TASK STATEMENT —
Copy the first line of the material below and every later line through the line containing "Where can the white", without any other output.
↓
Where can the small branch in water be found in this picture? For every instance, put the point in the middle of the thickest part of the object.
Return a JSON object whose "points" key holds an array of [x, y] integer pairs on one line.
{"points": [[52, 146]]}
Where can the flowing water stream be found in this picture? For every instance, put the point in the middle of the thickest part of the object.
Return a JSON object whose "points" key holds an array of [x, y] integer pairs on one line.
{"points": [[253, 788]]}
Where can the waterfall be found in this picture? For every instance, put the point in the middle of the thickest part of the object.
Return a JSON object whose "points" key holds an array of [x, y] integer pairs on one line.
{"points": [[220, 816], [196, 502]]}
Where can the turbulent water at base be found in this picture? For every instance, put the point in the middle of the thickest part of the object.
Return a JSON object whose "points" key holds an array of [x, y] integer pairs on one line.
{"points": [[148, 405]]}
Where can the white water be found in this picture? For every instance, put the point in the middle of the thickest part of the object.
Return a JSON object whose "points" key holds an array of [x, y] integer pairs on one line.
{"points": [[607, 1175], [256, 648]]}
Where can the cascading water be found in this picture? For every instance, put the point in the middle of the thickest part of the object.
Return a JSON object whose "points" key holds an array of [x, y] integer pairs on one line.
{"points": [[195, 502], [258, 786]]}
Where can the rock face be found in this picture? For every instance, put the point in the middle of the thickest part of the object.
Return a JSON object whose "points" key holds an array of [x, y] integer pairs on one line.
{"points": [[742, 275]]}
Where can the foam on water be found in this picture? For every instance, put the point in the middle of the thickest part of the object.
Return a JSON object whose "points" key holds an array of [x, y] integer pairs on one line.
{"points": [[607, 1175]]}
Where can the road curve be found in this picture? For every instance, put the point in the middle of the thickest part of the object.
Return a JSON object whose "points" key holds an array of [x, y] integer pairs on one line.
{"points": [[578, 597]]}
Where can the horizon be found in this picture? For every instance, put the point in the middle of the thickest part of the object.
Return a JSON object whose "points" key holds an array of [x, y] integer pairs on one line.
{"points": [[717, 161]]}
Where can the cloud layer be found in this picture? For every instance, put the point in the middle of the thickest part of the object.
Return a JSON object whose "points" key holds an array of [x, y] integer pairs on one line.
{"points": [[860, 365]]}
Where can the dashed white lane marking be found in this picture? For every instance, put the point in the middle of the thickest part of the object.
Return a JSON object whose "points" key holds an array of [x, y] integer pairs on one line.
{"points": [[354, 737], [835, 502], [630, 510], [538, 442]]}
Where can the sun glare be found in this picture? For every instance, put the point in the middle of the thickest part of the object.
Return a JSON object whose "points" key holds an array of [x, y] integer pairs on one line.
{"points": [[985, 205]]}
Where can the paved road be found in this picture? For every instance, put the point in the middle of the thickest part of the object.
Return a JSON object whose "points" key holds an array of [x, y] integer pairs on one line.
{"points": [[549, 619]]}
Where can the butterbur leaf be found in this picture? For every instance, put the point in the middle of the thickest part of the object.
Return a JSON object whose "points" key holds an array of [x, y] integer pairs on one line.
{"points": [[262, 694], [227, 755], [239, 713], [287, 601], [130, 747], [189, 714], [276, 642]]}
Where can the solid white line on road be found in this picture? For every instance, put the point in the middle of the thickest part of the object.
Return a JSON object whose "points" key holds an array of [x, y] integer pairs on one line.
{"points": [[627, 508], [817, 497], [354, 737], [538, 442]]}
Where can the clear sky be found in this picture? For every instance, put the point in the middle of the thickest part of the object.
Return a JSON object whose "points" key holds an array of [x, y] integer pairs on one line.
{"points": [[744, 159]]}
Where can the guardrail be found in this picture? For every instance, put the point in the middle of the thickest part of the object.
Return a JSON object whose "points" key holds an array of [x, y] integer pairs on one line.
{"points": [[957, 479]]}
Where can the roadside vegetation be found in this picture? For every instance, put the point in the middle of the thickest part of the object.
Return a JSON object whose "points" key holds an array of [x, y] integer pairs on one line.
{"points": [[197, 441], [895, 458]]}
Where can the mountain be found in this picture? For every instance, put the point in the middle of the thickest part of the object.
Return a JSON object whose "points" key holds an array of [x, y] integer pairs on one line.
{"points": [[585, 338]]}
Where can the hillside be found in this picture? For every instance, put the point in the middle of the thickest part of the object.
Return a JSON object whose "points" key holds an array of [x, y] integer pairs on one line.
↑
TASK ANSWER —
Where can the small branch in water be found in this picture? For every instance, put the point in the middle of the thickest part of the object.
Return a JSON object whose "points" key holds an array of [x, y] integer pairs on one line.
{"points": [[52, 146]]}
Where can the flowing water stream be found in this picture? For every instance, put the point in the middle of the thickest part of the object.
Return a JSON object whose "points" key holds an array of [x, y] integer pairs on one line.
{"points": [[253, 788]]}
Where can the waterfall be found in this picture? For every instance, put the point in the middle of the thickest part of the object.
Return a JSON object whose "points" key holds an array of [x, y] integer pairs on one line.
{"points": [[220, 816], [196, 502]]}
Where can the turbulent water at base be found in this picture? For every instance, put the point in the middle of the thickest part of the object.
Return a JSON object whose "points" key holds an array of [x, y] integer pairs on one line.
{"points": [[148, 405]]}
Where can the white water be found in this picture? For every instance, put the point in the middle of the thickest part of the object.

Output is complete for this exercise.